**Required tasks**
• A. Name every place listed in the dating blog excerpt.
• B. In the dating blog excerpt, how many kids did the man who said "no kids" really have?
• C. Decide whether each statement agrees with the dating blog excerpt, and back each yes or no with the words that settle it: (i) Neil received an apology and explanation. (ii) The friend got to the date by subway. (iii) After seeing the goodbye, the friend left without going into the restaurant.

**Provided passage**
************
I want to be friends. I want to help him find the love of his life. Believe me when I say he’s one of the good ones. One of the really, really good ones.

Well…you know how I handled it. He deserves better. I was wrong when I went silent. My instinct was to be honest from the start, then I made some bad decisions.

Neil got his apology and explanation, personally and immediately. We talked. We even made plans. As friends.

 

 

Pants on Fire

One of my friends made a date for the other night. According to his profile, he was about ten years older than she (she’s 39 and has broad age parameters), no kids, all looked interesting.

They made plans for a few days later. Drinks at a nice place, a late start to the evening. He hadn’t seen his buddy in a while, and he didn’t want to cancel the earlier dinner plans. Reasonable. No explanations necessary. In hindsight, that should have been her first clue.

She arrived by taxi; the driver over-shot the address. As she walked back toward the restaurant she saw her date saying goodbye to his buddy…a hot and heavy goodbye as he put her into a cab.

My friend still went in to meet him. And told him what she saw. He briefly hemmed and hawed, and then decided to be truthful. Not about the earlier date, but about himself.

Turns out that “no kids” is, in fact, 5 kids. It appears he decided there was no point in lying anymore. His true age? Guess we’ll never know. I wonder if his wife does.

I’m (Almost) Speechless

Today I received three messages. Good, right?! One of the guys is in Los Angeles. Another is in Texas. I’m in New York. WTF!
************
(Dataset entries)
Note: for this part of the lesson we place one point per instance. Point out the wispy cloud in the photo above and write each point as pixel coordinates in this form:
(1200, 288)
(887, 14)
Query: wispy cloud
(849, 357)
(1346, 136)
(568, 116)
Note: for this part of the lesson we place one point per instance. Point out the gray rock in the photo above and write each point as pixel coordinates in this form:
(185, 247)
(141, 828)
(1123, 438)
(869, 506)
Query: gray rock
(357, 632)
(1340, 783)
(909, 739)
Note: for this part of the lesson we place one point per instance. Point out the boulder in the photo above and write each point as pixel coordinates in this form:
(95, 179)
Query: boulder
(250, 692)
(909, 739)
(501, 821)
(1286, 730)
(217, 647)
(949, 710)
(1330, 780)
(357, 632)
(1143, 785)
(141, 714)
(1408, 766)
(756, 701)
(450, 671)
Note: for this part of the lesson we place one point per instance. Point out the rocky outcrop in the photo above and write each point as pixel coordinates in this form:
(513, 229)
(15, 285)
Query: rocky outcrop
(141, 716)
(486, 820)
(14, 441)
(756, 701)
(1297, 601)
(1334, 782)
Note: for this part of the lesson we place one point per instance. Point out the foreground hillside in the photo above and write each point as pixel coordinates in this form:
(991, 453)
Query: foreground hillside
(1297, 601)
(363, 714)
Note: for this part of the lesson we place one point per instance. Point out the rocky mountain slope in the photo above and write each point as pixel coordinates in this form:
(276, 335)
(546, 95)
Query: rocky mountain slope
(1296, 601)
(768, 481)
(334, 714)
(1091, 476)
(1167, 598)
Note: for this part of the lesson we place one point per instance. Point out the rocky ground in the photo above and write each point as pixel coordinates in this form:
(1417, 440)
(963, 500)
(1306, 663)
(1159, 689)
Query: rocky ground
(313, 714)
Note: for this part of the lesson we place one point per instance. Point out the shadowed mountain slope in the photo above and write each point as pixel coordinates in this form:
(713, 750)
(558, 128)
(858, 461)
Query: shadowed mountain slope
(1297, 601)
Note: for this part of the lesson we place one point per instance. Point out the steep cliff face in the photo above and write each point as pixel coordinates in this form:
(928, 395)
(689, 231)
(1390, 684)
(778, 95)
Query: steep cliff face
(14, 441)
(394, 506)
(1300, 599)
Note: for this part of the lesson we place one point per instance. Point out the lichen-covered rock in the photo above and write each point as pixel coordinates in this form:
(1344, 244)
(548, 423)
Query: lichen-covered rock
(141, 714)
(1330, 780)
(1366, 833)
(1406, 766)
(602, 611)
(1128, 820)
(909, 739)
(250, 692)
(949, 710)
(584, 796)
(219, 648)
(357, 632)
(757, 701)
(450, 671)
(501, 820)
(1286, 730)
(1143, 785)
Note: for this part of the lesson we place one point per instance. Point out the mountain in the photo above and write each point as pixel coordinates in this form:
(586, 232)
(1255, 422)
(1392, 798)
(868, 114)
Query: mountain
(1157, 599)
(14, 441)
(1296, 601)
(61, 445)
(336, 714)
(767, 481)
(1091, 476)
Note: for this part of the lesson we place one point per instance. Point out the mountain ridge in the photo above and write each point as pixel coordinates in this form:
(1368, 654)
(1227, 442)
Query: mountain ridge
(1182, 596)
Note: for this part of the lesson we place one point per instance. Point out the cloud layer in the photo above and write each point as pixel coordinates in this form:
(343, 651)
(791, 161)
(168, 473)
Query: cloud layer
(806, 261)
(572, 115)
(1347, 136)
************
**Per-task answers**
• A. Los Angeles, Texas, New York

• B. Five.

• C.
(i) Yes: "Neil got his apology and explanation, personally and immediately."
(ii) No: "She arrived by taxi"
(iii) No: "My friend still went in to meet him."